— Start of ENTRIES PROVIDED —
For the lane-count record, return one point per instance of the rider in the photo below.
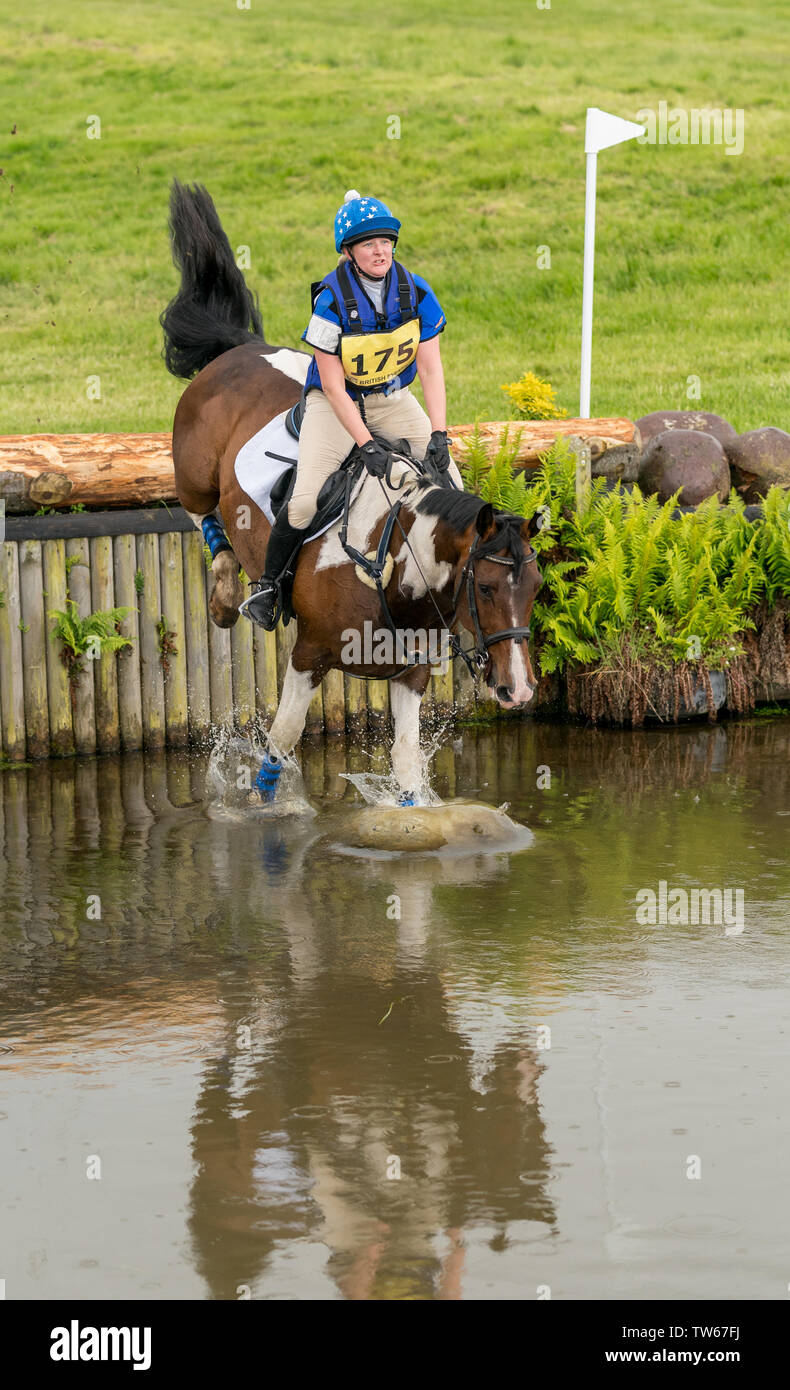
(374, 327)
— End of ENTRIES PROVIDED —
— Start of ENTRIES PROVIDED —
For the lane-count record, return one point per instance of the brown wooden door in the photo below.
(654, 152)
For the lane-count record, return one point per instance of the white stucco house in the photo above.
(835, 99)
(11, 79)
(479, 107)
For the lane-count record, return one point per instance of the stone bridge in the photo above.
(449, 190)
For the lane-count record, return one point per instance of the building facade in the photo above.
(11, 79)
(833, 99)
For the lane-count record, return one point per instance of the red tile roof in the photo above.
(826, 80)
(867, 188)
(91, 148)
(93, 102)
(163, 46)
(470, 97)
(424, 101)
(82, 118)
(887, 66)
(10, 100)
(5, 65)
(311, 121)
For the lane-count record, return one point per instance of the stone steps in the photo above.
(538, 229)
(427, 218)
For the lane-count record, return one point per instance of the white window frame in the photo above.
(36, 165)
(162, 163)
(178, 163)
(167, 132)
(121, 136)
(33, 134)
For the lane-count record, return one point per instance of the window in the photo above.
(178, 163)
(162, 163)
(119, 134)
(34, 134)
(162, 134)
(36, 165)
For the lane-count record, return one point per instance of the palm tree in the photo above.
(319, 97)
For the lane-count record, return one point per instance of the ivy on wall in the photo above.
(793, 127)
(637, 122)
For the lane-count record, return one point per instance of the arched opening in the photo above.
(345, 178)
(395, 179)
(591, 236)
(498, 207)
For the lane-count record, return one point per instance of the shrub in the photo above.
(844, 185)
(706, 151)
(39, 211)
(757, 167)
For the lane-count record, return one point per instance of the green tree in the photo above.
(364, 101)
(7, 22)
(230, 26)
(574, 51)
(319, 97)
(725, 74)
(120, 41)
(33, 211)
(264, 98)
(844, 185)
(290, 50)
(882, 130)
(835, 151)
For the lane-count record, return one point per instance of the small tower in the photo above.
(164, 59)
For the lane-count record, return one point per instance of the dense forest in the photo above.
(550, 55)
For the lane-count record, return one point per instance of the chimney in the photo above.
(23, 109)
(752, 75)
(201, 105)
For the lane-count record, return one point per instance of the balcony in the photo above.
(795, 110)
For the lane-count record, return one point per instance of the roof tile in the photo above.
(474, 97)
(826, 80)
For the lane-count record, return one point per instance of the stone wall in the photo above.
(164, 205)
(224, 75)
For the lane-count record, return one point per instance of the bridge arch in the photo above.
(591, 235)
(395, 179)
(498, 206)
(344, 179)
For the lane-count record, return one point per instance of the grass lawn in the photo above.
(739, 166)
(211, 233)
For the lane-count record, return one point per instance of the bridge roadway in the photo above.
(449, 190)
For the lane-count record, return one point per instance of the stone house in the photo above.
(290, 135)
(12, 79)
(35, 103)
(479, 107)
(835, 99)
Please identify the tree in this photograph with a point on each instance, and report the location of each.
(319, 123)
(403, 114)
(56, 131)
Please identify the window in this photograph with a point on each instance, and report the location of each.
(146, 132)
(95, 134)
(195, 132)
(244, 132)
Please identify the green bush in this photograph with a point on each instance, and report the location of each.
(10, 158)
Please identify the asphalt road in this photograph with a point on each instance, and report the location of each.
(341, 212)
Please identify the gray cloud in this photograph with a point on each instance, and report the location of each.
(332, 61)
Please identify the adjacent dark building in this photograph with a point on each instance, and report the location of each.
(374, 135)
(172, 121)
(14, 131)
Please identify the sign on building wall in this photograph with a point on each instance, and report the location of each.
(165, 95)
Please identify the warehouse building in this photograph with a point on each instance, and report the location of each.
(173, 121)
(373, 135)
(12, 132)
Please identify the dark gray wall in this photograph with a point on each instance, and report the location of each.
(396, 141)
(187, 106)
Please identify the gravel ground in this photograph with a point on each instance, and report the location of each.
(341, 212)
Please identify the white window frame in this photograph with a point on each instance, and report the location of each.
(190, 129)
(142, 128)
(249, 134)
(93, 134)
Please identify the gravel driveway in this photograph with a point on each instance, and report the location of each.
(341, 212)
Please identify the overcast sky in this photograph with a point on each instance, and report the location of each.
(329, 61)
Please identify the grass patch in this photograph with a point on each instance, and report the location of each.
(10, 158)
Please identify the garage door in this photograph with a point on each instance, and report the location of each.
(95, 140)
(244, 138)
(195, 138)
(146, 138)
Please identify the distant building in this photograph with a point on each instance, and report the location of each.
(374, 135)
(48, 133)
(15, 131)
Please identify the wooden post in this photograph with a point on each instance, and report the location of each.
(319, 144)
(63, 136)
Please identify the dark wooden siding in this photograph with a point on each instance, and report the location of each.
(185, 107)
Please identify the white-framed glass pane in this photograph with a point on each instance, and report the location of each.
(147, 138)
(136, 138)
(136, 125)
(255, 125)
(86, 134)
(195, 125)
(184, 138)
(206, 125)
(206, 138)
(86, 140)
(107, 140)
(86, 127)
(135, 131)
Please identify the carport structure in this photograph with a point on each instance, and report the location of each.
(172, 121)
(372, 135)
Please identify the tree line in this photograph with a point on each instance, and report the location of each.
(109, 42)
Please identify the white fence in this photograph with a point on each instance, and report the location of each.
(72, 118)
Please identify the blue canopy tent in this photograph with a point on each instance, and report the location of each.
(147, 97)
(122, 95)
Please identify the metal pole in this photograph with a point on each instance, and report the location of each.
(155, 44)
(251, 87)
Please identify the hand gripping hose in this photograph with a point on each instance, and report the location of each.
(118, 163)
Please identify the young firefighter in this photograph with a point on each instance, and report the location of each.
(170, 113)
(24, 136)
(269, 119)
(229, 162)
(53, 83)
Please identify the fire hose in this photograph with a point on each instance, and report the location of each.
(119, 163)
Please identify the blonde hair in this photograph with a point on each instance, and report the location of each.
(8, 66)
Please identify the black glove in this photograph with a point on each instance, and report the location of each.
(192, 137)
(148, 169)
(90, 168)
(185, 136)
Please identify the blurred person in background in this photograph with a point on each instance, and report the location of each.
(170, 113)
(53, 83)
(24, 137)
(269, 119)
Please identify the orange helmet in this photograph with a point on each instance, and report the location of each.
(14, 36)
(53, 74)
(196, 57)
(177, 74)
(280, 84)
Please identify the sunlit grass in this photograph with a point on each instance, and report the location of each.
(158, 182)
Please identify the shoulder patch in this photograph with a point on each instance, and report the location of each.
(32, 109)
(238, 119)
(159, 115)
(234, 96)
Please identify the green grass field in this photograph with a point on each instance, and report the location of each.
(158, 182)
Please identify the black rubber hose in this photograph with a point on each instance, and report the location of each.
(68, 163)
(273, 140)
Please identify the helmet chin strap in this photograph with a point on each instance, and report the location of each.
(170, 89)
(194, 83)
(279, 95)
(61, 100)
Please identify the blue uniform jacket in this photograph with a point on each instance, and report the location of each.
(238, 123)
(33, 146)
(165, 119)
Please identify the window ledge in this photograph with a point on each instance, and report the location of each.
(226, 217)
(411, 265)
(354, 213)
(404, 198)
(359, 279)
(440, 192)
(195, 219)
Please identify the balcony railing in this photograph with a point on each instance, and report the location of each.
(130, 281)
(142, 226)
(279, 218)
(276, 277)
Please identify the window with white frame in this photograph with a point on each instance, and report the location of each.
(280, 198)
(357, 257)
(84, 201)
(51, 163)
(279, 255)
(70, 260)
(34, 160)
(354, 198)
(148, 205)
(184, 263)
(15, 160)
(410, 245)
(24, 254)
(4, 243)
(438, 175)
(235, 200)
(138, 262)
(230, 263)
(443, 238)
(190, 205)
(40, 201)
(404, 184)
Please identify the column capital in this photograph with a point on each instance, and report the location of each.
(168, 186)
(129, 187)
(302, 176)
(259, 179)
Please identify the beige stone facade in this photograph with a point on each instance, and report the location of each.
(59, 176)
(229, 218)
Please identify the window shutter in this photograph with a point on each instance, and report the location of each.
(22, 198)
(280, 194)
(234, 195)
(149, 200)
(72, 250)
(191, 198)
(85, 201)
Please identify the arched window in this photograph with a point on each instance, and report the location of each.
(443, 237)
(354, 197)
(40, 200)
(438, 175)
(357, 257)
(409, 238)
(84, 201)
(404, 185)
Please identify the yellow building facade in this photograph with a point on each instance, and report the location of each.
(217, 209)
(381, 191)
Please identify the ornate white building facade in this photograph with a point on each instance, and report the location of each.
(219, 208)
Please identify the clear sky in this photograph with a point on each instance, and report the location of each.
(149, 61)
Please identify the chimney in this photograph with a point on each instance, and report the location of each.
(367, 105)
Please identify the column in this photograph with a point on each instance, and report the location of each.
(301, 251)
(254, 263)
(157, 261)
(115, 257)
— End of ENTRIES PROVIDED —
SET TASK: List every line in the records above that contains the word "gravel". Case matters.

CORRECT OUTPUT:
Please identify the gravel ground in this photograph with a point on each instance, and report the location of each.
Please identify the gravel driveway in this photograph with a point on each instance, and report the location of each.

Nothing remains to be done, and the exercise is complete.